━━ Teks Hasil Ekstraksi ━━
Anggota DPRD Malang Diduga Korupsi Proyek Kimbun

Malang—Korupsi dana Kimbun senilai Rp 1,18 miliar dalam proyek pabrik gula mini (PGM) Kigumas oleh Pemerintah Kabupaten Malang, ternyata ikut dinikmati anggota DPRD setempat. Hal ini terungkap dalam sidang perdana korupsi APBD tahun 2004 Pemkab Malang di Pengadilan Negeri (PN) Kota Malang, Senin (8/5).

Sidang itu mengadili dua terdakwa, yakni mantan Kepala Dinas Perkebunan dan Pertanian (Kadis DPP) Freddy Talahatu dan mantan Kadisbun Hendro Soesanto.
Dalam dakwaan yang dibacakan Kasi Pidum Kejari Kabupaten Malang AM Arifin, sebanyak 17 anggota panitia anggaran DPRD menerima dana Rp 170 juta sebagai pemantau proyek Kigumas.

Dana itu diminta dewan dalam rapat dengar pendapat antara panitia anggaran dengan terdakwa lain Soetarto HP, penanggung jawab pelaksana proyek, dan Nehrudin, asisten II Sekdakab, pertengahan Desember 2003.
━━━
━━ Materi Ditampilkan ━━
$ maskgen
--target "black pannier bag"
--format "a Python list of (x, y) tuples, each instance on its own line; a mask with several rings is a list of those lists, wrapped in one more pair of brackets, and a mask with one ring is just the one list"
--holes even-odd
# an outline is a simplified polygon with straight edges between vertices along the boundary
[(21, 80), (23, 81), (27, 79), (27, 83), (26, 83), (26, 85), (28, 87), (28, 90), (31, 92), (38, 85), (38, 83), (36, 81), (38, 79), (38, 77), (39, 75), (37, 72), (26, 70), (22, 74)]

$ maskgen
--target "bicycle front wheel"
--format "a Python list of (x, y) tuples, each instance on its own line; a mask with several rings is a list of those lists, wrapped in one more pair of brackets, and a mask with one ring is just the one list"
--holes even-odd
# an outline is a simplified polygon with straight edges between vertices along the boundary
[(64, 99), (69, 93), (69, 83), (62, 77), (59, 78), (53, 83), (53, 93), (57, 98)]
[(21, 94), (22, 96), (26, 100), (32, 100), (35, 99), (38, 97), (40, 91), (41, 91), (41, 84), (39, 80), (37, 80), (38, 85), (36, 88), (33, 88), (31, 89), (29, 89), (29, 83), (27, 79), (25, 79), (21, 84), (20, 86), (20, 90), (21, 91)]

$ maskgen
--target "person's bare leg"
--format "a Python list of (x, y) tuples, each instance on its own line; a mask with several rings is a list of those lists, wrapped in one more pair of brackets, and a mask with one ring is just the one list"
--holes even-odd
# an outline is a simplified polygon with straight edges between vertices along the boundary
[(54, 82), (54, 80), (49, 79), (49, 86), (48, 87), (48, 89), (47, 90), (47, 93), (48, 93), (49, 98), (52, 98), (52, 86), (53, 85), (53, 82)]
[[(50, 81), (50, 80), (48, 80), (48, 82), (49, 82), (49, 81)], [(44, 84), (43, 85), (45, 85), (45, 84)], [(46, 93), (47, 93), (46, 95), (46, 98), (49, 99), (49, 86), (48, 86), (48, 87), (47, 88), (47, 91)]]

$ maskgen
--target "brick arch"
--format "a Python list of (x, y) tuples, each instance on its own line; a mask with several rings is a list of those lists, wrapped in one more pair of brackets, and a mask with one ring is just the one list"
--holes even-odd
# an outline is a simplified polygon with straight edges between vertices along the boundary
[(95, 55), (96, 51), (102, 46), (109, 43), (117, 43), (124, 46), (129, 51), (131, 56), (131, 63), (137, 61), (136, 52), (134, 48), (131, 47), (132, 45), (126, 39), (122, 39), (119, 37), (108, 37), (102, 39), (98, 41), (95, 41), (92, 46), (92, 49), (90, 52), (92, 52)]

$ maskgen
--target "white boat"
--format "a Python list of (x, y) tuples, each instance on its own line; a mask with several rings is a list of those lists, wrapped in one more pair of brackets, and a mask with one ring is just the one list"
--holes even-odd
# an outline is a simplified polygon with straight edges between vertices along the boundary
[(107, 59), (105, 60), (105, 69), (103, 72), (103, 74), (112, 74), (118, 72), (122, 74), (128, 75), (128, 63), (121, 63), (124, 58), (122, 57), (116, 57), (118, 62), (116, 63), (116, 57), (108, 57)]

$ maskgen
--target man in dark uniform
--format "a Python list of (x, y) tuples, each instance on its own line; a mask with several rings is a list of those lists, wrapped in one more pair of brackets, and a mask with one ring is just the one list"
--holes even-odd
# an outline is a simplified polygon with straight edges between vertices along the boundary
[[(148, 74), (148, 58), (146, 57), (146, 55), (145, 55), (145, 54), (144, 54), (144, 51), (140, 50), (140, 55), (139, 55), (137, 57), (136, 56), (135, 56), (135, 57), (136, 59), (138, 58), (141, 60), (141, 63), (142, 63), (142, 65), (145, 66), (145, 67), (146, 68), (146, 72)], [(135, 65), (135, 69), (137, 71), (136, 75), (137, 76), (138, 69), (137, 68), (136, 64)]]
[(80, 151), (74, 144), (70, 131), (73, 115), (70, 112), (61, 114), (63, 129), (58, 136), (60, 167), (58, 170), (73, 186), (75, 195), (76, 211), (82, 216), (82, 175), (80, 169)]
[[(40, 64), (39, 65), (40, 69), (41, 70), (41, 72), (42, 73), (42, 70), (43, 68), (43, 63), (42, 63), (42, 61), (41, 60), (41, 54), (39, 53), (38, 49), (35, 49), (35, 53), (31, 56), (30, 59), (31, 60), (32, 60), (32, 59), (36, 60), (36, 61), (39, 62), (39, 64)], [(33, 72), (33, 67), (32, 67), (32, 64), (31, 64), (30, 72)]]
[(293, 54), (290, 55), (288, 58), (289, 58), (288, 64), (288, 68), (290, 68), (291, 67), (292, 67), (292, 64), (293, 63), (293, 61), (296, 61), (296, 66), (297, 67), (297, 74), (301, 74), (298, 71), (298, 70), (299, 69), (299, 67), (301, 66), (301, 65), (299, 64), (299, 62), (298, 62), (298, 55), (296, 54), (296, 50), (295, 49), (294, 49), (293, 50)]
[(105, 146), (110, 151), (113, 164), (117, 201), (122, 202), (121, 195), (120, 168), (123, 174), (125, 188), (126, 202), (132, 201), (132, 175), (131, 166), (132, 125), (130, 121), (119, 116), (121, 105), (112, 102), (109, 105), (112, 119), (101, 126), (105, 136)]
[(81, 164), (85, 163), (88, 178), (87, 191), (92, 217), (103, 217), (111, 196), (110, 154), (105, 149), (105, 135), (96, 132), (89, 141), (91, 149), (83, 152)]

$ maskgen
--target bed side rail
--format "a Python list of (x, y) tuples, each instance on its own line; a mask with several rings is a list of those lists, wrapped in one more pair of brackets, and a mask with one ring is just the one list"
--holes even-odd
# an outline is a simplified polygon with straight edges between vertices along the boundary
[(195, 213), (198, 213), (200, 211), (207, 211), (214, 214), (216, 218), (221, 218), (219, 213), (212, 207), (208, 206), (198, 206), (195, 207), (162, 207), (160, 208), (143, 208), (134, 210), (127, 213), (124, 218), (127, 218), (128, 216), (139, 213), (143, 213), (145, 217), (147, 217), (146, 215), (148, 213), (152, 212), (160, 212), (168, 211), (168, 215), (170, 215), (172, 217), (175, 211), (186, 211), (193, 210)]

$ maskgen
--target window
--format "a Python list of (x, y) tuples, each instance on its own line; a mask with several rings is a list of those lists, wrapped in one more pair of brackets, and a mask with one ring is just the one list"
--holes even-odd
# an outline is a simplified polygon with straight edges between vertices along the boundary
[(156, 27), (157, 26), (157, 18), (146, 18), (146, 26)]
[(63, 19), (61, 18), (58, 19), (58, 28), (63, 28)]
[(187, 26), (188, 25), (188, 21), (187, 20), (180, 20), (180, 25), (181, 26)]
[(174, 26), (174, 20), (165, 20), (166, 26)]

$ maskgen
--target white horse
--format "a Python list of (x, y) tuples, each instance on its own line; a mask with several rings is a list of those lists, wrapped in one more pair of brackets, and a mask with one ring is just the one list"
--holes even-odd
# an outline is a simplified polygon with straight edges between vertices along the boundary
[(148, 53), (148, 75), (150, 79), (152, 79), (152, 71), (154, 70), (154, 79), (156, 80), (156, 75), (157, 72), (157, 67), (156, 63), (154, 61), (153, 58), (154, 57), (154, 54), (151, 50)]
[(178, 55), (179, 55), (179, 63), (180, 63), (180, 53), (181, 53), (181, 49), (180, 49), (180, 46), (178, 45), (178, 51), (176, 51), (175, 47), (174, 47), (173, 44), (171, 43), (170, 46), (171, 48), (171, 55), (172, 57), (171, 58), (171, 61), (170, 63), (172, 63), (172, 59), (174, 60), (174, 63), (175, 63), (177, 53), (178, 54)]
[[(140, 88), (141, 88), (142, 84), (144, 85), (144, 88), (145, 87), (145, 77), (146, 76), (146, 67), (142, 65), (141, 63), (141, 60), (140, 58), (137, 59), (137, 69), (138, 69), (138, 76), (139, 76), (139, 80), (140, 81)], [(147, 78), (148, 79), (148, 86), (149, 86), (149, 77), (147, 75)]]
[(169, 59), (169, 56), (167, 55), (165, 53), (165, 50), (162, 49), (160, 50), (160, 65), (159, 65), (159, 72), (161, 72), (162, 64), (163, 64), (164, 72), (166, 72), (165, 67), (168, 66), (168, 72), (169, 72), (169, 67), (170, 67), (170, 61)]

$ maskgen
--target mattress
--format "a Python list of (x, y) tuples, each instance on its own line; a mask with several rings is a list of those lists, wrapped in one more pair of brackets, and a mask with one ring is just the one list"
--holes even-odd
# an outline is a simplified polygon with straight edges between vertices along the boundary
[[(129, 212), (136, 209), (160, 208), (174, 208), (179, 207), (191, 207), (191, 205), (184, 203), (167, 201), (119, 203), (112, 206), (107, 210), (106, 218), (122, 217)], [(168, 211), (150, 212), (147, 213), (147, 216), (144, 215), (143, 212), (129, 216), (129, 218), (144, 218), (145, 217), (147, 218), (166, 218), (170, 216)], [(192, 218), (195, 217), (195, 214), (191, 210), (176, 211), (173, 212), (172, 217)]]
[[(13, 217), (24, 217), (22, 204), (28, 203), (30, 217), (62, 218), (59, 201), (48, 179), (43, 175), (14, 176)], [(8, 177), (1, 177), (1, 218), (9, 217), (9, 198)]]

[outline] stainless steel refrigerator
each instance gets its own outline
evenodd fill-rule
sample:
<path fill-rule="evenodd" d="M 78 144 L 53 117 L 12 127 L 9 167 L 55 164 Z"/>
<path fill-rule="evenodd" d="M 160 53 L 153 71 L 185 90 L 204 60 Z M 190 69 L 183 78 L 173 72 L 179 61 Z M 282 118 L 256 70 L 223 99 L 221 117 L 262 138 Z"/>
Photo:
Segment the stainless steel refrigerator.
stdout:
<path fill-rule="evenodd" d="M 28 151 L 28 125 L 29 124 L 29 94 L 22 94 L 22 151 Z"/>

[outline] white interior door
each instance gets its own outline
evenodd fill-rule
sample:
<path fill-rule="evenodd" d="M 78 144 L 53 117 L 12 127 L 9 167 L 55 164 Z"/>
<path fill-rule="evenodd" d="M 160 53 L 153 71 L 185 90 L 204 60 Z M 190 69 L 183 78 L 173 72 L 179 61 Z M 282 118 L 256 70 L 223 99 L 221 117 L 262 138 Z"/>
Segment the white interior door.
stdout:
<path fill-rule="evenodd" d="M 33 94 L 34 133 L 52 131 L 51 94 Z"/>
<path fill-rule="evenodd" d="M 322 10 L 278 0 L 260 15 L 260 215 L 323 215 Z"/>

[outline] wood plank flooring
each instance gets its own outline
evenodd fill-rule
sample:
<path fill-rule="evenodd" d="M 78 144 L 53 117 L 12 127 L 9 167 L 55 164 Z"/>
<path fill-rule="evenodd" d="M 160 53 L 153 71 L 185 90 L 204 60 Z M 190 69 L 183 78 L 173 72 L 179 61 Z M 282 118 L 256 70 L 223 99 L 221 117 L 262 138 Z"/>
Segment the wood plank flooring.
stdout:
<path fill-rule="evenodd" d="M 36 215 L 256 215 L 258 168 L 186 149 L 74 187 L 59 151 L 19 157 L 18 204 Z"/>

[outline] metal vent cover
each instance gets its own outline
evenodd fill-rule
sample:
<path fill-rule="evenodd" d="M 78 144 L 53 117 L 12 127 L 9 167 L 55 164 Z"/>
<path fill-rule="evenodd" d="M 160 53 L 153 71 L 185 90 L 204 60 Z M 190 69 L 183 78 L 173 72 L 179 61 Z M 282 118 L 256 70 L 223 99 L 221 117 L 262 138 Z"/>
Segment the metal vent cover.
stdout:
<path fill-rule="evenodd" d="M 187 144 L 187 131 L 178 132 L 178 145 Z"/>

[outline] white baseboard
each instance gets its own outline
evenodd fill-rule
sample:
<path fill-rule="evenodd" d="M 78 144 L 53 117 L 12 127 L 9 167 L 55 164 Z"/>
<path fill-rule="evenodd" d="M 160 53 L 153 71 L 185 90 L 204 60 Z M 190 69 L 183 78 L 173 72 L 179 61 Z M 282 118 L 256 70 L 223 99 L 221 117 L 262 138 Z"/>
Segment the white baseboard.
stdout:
━━━
Daftar Permintaan:
1) Rangkum teks tentang korupsi dana Kimbun dalam dua kalimat.
2) Menurut teks tentang korupsi dana Kimbun, apa dasar pernyataan bahwa anggota DPRD ikut menikmati dana tersebut? Jawab dalam dua kalimat.

Jawaban Berurutan:
1) Dana Kimbun senilai Rp 1,18 miliar dalam proyek pabrik gula mini Kigumas milik Pemerintah Kabupaten Malang dikorupsi dan ikut dinikmati anggota DPRD setempat. Hal itu terungkap dalam sidang perdana di PN Kota Malang dengan terdakwa Freddy Talahatu dan Hendro Soesanto, dengan dakwaan bahwa 17 anggota panitia anggaran DPRD menerima Rp 170 juta sebagai pemantau proyek.

2) Dakwaan yang dibacakan Kasi Pidum Kejari Kabupaten Malang AM Arifin menyebutkan bahwa 17 anggota panitia anggaran DPRD menerima dana Rp 170 juta sebagai pemantau proyek Kigumas. Dana itu diminta dewan dalam rapat dengar pendapat dengan Soetarto HP dan Nehrudin pada pertengahan Desember 2003.